__Challenges__
[1] Answer these questions about the text on stock market investing:
(a) How often are dividends paid out?
(b) What is pooling your money with other people to buy shares called?
(c) What do tracker funds follow?
[2] Extend the text on stock market investing past its final sentence.

Investing in the stock market is a way to grow wealth in the long run. For many people buying and selling shares is seen as a high risk decision, but when done properly can bring high returns.
What are they?
A share is simply a portion of a company. For example if a company is worth 10 million and there are 5 million shares, each share is worth £2. These can rise and fall depending on the success of the business. Companies offer shares to raise money and in return the share price can go up if the company is successful or dividends can be paid out to the share holders.
Dividends are payments from the company’s profits to the shareholders. However profitable companies don’t need to pay out dividends and may decide to keep the money within the company.
Dividends are paid out twice a year and the shareholders can decide to take the money or to buy more shares in the company.
How can you invest?
There are two main options when buying shares; buying shares yourself or pooling your money with other people, which is known as an investment fund.
Buying individual shares in a company yourself generally involves a lot of work and research and is certainly not the quick and easy way. You can purchase shares directly through contacting the company, a platform or through a stockbroker, although this is not an activity all financial advisers would engage in. Buying shares yourself usually means only investing in a small number of companies. This is a high risk strategy as having only a few companies in your portfolio does not spread the risk. An alternative is to invest into a fund where your money is pooled with others and invested in a variety of companies and sectors, allowing you to choose the amount of risk you are willing to take. These funds can either be actively managed by a fund manger, at a high cost, or passively in tracker funds that follow a market index.

__Listed entries__
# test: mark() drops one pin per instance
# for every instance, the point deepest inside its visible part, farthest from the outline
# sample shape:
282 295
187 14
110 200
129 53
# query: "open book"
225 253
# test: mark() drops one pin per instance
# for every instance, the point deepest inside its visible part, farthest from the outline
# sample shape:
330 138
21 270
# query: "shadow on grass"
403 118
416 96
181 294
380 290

--

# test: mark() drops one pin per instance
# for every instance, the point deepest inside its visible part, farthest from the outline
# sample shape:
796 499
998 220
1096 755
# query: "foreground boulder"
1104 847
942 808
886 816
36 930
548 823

* * *

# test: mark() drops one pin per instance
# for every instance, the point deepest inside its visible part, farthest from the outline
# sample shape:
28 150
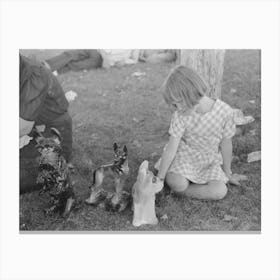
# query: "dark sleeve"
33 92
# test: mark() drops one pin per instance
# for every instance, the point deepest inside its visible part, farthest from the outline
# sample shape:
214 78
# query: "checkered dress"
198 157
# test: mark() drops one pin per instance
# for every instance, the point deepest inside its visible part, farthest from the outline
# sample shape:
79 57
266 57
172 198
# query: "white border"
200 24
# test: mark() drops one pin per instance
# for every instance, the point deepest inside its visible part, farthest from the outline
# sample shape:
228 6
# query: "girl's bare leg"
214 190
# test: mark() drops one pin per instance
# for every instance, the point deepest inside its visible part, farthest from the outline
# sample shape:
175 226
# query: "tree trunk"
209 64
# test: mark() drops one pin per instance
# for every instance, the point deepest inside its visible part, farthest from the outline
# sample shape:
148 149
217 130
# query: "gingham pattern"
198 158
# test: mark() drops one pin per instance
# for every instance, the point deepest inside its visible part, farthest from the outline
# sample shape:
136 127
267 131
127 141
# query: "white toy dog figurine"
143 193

__Answers given__
[1]
(a) Twice a year.
(b) An investment fund.
(c) A market index.

[2]
Investing in Shares – The Pros
There are some real benefits of using your spare cash to invest in stocks and shares, one of which is that you don’t need a lot of money to start seeing returns and that you can invest as and when you have spare money available. The biggest advantage is the potential growth that can be made from investments, with the average growth to be seen at 7%, compared to the interest rate of 0.5-1.5% on bank accounts. Another benefit is the use of tax wrappers such as stocks and shares ISA’s, which allow interest to accumulate tax free.
Investing in Shares – The Cons
Of course as with everything there are always some drawbacks. With stocks and shares the main issue is volatility, with markets going up and down significantly. This means that over a short period you could quite easily loose money. For this reason it is important to diversify your portfolio to spread the risk. Another issue is the numerous scams linked to buying stocks and shares so it is important to use a platform that is well known and regulated.
Investing in Shares – Fees
One of the main things that can eat away at your profits is fees and it is important to take into consideration what the charges are before buying and selling shares.
Account fees: Platforms may charge a monthly, quarterly or annual account fee for the use of their platform to buy and sell shares.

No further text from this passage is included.